---- PAGE EXTRACT

Here are a few examples of the changes in food sales vs. prices during the same time period (Q1 2022 to Q1 2023).Grocery prices finally dipped in March 2023, falling for the first time since September 2020, according to data released by the Bureau of Labor Statistics in April. The following month, grocery prices continued to fall. But food inflation is still outpacing inflation overall in the US, and grocery prices are still quite a bit higher than they were last year.
Some food corporations have said that they are slowing their rate of price increases. PepsiCo, for example, has said that it won’t need to raise prices much more this year. “The majority of our pricing is already done,” said CEO Ramon Laguarta during an April analyst call.
But that is different from lowering prices altogether.
“I don’t believe that price is going to come down,” said Steel. “The rate of increase is starting to slow down and stop. But it’s not completely gone away. We are still seeing prices, month over month, they are still going up — although much less than they were.”

--------

[EXERCISE TASK A] Please gather every line of the records that contains the string "target", with case counting.

---- DATASET ENTRIES

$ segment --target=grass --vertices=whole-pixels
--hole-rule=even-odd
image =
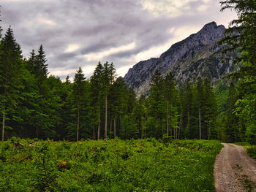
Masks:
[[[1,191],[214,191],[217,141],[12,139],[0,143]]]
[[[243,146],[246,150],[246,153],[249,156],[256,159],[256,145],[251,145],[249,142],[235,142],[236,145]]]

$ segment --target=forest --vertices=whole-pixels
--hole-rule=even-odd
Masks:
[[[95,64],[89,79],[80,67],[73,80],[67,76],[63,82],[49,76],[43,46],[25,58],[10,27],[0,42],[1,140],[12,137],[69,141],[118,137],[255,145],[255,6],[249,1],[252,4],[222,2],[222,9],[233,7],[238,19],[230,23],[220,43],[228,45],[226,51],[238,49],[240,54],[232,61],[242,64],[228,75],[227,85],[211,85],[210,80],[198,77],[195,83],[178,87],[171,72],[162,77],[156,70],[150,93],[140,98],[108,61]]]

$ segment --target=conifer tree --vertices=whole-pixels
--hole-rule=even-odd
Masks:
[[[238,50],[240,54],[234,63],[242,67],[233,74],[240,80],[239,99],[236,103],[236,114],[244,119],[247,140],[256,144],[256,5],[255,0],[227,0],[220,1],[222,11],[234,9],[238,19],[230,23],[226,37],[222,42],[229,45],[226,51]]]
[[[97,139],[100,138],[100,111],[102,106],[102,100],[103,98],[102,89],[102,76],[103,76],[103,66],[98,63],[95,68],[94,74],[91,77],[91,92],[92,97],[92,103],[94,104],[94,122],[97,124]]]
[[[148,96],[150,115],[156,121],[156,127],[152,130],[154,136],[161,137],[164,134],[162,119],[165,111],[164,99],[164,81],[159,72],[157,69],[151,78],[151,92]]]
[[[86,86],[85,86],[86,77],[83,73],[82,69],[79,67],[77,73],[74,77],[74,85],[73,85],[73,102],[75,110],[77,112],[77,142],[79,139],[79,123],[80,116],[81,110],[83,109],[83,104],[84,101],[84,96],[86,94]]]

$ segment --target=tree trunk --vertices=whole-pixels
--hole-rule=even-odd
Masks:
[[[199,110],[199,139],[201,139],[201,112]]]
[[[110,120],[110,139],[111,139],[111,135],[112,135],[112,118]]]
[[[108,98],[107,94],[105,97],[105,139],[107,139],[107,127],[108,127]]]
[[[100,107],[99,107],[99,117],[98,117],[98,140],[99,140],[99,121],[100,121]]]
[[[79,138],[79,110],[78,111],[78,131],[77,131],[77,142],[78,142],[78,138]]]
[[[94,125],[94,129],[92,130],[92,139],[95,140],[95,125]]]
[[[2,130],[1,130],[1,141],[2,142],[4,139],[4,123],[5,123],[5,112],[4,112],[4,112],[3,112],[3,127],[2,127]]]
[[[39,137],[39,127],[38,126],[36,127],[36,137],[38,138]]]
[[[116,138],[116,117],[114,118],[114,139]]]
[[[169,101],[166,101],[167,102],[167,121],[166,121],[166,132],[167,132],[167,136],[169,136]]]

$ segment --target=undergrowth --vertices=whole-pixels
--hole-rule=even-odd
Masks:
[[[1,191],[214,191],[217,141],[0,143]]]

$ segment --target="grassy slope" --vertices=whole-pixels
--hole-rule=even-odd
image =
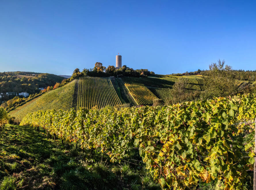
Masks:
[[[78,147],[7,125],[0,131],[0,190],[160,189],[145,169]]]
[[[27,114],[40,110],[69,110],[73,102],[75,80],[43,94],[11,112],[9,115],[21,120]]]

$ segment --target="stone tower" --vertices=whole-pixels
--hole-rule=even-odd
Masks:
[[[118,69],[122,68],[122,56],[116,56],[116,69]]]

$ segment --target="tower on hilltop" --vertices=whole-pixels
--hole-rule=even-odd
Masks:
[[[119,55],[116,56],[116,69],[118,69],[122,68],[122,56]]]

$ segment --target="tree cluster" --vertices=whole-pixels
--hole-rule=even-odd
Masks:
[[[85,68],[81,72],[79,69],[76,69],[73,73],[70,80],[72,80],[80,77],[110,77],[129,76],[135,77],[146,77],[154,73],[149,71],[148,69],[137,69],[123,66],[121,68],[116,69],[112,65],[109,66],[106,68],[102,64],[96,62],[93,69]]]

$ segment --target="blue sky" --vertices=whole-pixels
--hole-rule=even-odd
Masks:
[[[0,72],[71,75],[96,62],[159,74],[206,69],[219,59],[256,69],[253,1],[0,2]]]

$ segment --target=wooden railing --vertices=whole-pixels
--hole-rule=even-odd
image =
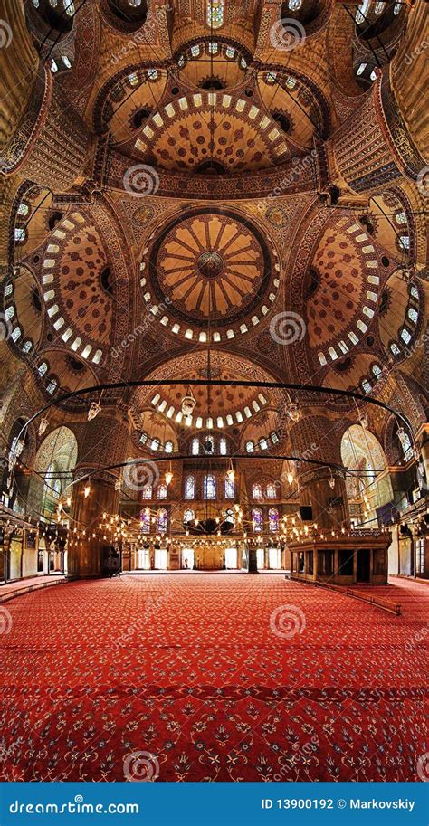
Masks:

--------

[EXERCISE TASK B] Write out the grocery price passage word for word, beginning at the words "Here are a few" and stopping after "lowering prices altogether.".

[FINISHED ANSWER A]
$ segment --target=grass --vertices=whole-pixels
$ segment --target=forest --vertices=whole-pixels
$ segment --target=conifer tree --vertices=whole-pixels
$ segment --target=tree trunk --vertices=whole-pixels
$ segment --target=undergrowth --vertices=whole-pixels
$ segment --target="grassy slope" --vertices=whole-pixels
$ segment --target="stone tower" --vertices=whole-pixels
$ segment --target="tower on hilltop" --vertices=whole-pixels
$ segment --target="tree cluster" --vertices=whole-pixels
$ segment --target="blue sky" --vertices=whole-pixels
$ segment --target=wooden railing --vertices=whole-pixels

[FINISHED ANSWER B]
Here are a few examples of the changes in food sales vs. prices during the same time period (Q1 2022 to Q1 2023).Grocery prices finally dipped in March 2023, falling for the first time since September 2020, according to data released by the Bureau of Labor Statistics in April. The following month, grocery prices continued to fall. But food inflation is still outpacing inflation overall in the US, and grocery prices are still quite a bit higher than they were last year.
Some food corporations have said that they are slowing their rate of price increases. PepsiCo, for example, has said that it won’t need to raise prices much more this year. “The majority of our pricing is already done,” said CEO Ramon Laguarta during an April analyst call.
But that is different from lowering prices altogether.